* [EXTRACTED ENTRIES]:
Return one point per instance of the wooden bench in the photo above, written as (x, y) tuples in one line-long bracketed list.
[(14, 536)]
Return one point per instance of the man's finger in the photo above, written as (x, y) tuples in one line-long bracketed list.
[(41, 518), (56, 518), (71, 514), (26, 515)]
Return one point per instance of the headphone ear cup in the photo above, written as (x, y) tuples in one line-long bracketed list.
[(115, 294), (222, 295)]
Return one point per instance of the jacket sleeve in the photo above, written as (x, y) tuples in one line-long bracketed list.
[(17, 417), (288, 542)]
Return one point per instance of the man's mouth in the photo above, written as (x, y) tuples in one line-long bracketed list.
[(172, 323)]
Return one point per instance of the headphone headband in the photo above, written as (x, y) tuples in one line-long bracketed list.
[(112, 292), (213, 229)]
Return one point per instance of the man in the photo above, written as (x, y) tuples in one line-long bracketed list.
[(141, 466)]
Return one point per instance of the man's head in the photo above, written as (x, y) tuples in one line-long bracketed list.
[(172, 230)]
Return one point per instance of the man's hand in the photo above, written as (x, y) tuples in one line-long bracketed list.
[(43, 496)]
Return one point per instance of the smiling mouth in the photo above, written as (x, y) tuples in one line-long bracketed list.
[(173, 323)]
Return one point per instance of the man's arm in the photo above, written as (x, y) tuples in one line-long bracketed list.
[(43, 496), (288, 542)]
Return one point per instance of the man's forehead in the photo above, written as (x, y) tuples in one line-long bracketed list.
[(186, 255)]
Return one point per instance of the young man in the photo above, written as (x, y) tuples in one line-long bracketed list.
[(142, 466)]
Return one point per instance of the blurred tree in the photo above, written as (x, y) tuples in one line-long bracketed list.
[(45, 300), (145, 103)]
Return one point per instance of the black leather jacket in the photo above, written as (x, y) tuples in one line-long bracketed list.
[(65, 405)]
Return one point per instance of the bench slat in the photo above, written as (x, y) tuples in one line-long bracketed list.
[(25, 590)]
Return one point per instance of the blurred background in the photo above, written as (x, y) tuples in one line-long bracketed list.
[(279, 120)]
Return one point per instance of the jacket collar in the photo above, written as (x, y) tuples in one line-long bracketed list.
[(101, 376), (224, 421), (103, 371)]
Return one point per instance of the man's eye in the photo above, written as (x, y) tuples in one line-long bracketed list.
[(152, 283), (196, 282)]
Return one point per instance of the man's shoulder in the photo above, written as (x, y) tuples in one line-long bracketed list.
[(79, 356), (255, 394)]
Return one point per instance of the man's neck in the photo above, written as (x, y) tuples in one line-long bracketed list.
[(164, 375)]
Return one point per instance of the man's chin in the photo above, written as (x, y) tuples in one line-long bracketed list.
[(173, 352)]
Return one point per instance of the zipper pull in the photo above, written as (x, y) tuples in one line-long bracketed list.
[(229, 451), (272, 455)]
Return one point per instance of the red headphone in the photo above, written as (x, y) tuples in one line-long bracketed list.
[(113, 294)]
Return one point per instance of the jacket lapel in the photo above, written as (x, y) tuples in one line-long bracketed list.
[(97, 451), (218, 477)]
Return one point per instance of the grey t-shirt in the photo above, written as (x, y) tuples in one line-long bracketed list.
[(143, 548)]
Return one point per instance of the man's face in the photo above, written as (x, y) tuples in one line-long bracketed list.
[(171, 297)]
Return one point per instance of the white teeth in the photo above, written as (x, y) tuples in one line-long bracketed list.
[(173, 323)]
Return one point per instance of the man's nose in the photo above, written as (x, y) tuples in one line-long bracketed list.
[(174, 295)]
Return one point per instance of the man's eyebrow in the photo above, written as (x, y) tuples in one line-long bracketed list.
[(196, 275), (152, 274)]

* [ACTION ITEM]: Write every line of the material above again, exactly.

* [FINAL ANSWER]:
Return one point per instance of the wooden bench in the photo above, written as (x, y) tuples in one line-long bracketed list.
[(14, 536)]
Return one point per instance of the man's finger in the photo above, written as (x, y) tuples in one line-long bracketed list.
[(41, 518), (56, 518), (71, 514), (26, 515)]
Return one point per instance of the headphone ear cup in the photo above, written as (x, y) tuples in one line-long bracketed list.
[(115, 294), (222, 295)]
Return one point per instance of the jacket sleeve in the photo above, written as (x, y) tuples in one line-long bracketed list.
[(17, 417), (288, 542)]
Return one point per instance of the man's mouth in the photo above, written as (x, y) tuples in one line-long bracketed list.
[(172, 323)]
Return one point per instance of the headphone headband in the photo above, written as (x, y) tuples in one line-long bracketed list.
[(112, 292), (213, 229)]
Return one point per instance of the man in the photo above, written as (x, y) tuples in one line-long bracketed list.
[(141, 466)]
Return one point per instance of the man's head in the photo above, written as (x, y) tuples in one line-long bracketed list.
[(172, 230)]
Return one point per instance of the man's hand in the photo above, written as (x, y) tuples in one line-long bracketed list.
[(43, 496)]
Return one point per instance of the smiling mouth in the photo above, written as (x, y) tuples in one line-long bracketed list.
[(173, 323)]
Return one point per instance of the man's arm in the photo above, written as (x, y) tuples in one line-long bracketed list.
[(43, 496), (288, 542)]
Return one point per instance of the man's forehead in the photo above, written as (x, y) tuples in one line-long bracketed list.
[(186, 255)]
Return one point per instance of the young man in the photo above, written as (x, y) tuples in one line-long bracketed list.
[(142, 466)]
Return one point per instance of the blurred tree in the photo above, written as (x, y) tuples in one line-long bracketed list.
[(45, 300), (145, 103)]
Return one point per instance of the black leather jacket in the photo above, written as (x, y) tuples in one line-long bracketed list.
[(65, 405)]
Return one point per instance of the bench slat in the photo above, written as (x, y) tuples in one line-long bracketed list.
[(25, 590)]
Return one point per instance of the blurred background in the photo above, written as (x, y) tuples in one line-long bracketed list.
[(279, 120)]
Return one point per instance of the jacket collar in the photo above, written as (x, y) tuples in one line-long bracketed list.
[(101, 376), (224, 421), (103, 371)]
Return one point per instance of the man's eye in the photo above, written as (x, y) tuples in one line-long bracketed list.
[(152, 283), (196, 282)]
Return one point per instance of the man's shoulder in the photo above, written as (x, y) tuples in one line-long bracketed list.
[(79, 356), (255, 394)]
Return one point per instance of the man's neck in the photo above, written as (x, y) tuples in one line-long bracketed list.
[(164, 375)]
Return one point per instance of the man's chin in the photo above, written as (x, y) tuples in one line-long bracketed list.
[(173, 352)]
Return one point per instance of the zipper pull in the photo above, written as (x, y) tuples in one line-long bracketed list.
[(229, 451), (272, 455)]
Return one point per instance of the red headphone in the photo above, written as (x, y) tuples in one line-long bracketed list.
[(113, 294)]
Return one point per instance of the jacket lapel in the photo above, written as (x, y) tuples in one line-long bracketed list.
[(97, 451), (218, 477)]
Return one point per instance of the grey t-shirt in the photo above, written as (x, y) tuples in one line-long bracketed list.
[(143, 548)]
Return one point per instance of the man's face in the photo above, written as (x, y) tuples in one line-long bracketed list.
[(171, 297)]
Return one point per instance of the white teeth in the photo above, written as (x, y) tuples in one line-long bracketed list.
[(173, 323)]
Return one point per instance of the man's nose in the photo above, written as (x, y) tuples in one line-long bracketed list.
[(174, 295)]
Return one point per instance of the man's eyebrow in the photo above, written as (x, y) tuples in one line-long bracketed list.
[(196, 275), (152, 274)]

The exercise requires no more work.